GIVEN INFORMATION
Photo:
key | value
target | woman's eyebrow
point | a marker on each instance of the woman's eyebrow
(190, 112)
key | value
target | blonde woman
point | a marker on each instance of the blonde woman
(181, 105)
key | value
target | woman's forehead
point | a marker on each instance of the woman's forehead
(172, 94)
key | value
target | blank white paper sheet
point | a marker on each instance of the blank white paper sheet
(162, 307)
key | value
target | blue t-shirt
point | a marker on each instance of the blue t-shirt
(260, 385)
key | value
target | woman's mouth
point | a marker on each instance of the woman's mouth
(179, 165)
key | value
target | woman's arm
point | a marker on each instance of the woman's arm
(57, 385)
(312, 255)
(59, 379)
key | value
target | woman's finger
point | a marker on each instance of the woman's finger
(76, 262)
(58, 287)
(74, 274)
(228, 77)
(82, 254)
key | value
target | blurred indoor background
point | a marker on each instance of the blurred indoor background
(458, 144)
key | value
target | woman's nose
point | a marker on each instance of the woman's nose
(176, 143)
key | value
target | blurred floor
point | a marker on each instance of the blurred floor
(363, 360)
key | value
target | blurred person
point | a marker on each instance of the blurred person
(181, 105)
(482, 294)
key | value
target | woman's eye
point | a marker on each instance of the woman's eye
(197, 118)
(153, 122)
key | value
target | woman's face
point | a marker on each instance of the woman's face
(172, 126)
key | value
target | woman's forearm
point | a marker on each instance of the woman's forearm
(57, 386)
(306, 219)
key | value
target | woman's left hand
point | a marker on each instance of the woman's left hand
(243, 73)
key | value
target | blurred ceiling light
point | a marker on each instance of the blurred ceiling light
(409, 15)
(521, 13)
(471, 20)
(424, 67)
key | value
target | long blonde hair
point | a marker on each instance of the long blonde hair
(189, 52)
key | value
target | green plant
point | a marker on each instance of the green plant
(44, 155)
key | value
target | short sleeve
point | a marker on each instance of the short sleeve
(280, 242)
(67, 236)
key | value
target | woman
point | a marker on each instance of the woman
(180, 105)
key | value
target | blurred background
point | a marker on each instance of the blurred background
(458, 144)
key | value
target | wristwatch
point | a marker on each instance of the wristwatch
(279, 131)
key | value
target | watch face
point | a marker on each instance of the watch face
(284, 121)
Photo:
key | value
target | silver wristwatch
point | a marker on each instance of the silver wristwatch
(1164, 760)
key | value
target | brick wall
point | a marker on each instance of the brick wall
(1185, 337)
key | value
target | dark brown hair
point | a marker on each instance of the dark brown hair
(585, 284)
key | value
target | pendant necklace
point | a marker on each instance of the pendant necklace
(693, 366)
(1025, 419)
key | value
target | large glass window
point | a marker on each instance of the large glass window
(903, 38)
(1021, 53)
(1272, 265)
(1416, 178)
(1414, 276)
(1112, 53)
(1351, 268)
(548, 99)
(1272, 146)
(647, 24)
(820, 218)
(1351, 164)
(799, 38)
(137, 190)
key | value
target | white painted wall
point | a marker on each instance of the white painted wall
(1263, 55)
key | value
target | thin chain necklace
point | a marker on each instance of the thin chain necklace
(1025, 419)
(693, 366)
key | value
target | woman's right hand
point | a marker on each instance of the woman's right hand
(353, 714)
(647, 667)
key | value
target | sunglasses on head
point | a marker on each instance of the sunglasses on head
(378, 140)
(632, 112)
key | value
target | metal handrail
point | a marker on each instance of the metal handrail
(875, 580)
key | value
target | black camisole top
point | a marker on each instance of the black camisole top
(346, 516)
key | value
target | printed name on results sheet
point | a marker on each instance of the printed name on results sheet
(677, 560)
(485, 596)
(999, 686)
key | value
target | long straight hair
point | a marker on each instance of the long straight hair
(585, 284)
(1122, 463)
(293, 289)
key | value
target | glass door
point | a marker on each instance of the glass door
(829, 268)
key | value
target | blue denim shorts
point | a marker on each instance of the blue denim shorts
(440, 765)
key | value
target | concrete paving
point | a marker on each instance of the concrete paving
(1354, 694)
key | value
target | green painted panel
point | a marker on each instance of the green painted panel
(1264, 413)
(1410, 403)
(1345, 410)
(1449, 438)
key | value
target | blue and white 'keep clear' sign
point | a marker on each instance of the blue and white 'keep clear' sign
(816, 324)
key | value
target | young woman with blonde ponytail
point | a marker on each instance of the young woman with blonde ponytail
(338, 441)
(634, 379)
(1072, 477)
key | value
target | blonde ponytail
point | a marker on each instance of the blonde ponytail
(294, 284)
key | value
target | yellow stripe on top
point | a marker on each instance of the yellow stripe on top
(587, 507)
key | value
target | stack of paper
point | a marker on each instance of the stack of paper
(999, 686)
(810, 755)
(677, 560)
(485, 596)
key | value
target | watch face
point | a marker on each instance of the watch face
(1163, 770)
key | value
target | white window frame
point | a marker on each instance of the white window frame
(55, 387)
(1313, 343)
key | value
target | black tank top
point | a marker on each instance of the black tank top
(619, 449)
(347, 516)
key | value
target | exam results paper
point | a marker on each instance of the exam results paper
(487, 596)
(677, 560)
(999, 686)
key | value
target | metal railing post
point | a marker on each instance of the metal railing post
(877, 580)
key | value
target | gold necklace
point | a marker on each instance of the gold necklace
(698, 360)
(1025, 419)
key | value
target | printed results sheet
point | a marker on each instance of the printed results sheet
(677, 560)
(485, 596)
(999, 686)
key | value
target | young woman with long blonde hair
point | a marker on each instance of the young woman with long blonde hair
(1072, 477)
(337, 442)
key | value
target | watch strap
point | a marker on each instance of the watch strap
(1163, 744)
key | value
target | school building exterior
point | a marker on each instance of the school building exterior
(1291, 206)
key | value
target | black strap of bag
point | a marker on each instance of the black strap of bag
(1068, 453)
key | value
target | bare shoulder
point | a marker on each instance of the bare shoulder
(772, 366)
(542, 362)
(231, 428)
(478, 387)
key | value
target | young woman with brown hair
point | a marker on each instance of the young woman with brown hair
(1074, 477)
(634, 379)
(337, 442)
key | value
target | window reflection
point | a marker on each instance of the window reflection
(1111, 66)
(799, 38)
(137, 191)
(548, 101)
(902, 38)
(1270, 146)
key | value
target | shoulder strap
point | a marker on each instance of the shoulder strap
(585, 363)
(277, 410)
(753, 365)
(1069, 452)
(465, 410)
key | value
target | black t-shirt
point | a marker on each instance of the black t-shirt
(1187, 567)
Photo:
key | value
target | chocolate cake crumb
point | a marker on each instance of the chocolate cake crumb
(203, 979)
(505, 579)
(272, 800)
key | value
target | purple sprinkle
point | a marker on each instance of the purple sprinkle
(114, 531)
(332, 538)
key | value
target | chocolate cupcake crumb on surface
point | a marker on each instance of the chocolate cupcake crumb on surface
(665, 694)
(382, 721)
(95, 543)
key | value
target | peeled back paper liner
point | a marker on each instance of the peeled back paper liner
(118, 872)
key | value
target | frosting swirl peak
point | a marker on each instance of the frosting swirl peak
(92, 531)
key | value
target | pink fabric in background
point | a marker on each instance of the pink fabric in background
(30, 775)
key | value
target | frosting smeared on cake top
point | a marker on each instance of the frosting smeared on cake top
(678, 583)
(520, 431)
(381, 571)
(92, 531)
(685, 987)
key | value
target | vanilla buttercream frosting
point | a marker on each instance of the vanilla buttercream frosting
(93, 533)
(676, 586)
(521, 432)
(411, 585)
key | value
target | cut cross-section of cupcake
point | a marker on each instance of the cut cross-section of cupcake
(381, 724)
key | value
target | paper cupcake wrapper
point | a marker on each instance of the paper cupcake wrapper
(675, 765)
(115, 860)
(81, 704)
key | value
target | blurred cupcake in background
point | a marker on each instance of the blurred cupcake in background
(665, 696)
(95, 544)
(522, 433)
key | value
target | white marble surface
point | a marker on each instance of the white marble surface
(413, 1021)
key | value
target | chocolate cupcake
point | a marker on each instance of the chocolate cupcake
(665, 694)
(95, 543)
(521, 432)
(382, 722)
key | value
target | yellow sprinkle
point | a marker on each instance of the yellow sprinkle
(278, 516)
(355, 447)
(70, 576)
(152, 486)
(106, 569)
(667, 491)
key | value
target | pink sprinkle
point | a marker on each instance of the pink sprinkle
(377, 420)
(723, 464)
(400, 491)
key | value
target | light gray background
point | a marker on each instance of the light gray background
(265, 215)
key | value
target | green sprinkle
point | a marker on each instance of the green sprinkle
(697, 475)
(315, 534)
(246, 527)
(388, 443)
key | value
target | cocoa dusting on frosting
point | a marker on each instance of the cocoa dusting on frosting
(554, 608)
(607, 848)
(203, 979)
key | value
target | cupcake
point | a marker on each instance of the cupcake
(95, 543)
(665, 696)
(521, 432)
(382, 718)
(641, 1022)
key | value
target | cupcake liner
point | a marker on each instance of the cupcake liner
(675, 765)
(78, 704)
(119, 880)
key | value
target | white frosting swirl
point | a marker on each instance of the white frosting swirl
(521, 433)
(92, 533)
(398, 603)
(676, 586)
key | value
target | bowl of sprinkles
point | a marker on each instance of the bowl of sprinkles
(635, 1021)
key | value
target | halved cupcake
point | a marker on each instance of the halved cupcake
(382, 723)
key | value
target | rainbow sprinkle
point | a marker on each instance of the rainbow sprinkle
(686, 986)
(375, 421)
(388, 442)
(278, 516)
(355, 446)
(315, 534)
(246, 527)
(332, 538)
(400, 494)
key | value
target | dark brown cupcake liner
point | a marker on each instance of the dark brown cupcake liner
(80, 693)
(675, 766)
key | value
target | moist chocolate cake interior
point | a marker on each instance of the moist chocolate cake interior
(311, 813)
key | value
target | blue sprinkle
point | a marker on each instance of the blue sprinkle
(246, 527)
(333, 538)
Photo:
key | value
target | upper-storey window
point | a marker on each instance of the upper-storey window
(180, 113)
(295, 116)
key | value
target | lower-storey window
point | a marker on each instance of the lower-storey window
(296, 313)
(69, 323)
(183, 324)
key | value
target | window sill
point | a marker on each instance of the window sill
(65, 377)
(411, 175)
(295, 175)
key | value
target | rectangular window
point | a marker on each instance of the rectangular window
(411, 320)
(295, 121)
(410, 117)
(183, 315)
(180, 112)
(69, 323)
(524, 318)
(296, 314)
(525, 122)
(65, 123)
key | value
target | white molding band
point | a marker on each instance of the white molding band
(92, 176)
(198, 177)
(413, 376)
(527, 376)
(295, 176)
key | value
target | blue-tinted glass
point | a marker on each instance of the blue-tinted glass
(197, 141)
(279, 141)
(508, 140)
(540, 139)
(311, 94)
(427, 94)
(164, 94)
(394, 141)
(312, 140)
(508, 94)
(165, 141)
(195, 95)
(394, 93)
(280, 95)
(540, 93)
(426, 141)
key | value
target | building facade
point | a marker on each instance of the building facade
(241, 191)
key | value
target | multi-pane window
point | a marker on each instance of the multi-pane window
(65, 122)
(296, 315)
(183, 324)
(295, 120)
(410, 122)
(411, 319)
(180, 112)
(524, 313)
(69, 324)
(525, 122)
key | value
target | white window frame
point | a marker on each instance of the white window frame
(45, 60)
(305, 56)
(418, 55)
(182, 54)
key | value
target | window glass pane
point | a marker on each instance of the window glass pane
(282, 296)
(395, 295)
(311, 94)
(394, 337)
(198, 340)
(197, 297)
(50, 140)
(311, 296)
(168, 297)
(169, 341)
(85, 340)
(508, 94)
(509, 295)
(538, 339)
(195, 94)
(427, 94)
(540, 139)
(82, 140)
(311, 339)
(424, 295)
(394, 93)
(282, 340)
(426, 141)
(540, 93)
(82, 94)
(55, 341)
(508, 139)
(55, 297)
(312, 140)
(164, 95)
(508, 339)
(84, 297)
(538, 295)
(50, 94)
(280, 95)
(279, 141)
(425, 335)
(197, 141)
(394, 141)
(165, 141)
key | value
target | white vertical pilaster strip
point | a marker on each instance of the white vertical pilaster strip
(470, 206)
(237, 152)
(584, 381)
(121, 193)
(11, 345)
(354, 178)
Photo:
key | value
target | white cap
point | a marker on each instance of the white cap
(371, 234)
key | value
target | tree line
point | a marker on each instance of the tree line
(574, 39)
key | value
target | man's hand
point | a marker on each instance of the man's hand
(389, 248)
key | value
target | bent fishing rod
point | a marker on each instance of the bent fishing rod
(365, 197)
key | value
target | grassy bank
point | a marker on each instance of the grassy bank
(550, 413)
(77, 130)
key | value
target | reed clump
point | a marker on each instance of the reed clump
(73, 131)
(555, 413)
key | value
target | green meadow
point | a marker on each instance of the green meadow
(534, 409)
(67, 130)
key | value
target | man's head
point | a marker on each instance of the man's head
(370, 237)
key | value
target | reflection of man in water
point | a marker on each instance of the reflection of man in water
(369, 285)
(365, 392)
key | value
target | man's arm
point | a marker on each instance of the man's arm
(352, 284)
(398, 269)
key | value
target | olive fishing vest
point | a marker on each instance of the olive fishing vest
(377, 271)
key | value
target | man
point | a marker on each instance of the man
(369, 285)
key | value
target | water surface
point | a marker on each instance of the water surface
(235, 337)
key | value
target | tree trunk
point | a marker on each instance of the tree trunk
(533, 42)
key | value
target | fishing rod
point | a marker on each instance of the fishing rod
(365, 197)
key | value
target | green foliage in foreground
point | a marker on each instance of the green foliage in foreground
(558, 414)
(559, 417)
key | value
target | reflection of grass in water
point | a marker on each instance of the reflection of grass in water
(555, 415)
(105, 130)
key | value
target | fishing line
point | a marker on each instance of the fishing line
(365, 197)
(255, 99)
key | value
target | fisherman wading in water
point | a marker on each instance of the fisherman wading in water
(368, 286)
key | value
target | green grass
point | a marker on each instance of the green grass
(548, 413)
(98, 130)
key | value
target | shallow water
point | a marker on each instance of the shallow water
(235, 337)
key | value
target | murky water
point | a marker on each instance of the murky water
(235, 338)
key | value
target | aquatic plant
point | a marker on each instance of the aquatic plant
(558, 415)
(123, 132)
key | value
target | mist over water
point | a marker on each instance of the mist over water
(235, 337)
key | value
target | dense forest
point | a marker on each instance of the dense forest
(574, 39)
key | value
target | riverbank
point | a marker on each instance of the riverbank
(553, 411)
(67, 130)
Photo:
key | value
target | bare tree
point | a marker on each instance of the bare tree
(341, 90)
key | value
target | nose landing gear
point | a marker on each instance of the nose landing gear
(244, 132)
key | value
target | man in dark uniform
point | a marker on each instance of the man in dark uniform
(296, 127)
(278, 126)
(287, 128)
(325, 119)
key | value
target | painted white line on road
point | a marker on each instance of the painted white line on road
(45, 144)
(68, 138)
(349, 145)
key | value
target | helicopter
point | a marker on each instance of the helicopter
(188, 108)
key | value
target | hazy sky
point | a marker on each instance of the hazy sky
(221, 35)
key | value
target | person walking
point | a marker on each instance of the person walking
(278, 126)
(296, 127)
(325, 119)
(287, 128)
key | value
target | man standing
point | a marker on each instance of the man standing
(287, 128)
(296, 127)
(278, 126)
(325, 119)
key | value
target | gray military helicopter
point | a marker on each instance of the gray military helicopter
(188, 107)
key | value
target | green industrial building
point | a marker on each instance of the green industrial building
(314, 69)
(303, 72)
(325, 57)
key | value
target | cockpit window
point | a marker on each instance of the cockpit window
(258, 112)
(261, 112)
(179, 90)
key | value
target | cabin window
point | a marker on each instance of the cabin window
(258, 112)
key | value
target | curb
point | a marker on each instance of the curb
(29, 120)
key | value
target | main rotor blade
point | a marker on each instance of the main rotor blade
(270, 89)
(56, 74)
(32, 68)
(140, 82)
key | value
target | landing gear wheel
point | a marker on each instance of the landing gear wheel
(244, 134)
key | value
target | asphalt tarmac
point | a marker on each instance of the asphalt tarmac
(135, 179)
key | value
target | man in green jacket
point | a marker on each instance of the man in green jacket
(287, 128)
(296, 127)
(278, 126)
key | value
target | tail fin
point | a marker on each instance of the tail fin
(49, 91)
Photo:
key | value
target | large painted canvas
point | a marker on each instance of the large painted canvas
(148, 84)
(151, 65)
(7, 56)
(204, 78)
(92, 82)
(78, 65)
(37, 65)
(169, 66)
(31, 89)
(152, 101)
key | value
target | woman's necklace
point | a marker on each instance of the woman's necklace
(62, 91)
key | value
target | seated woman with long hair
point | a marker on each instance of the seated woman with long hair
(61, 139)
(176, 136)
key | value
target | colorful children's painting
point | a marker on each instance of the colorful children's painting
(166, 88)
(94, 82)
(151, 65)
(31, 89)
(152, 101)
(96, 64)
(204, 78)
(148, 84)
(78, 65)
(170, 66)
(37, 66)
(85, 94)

WRITTEN TASK
Extract each line in the listing above that contains the word "peak".

FULL ANSWER
target | frosting swirl peak
point | a marker on each instance of the frosting swirl peak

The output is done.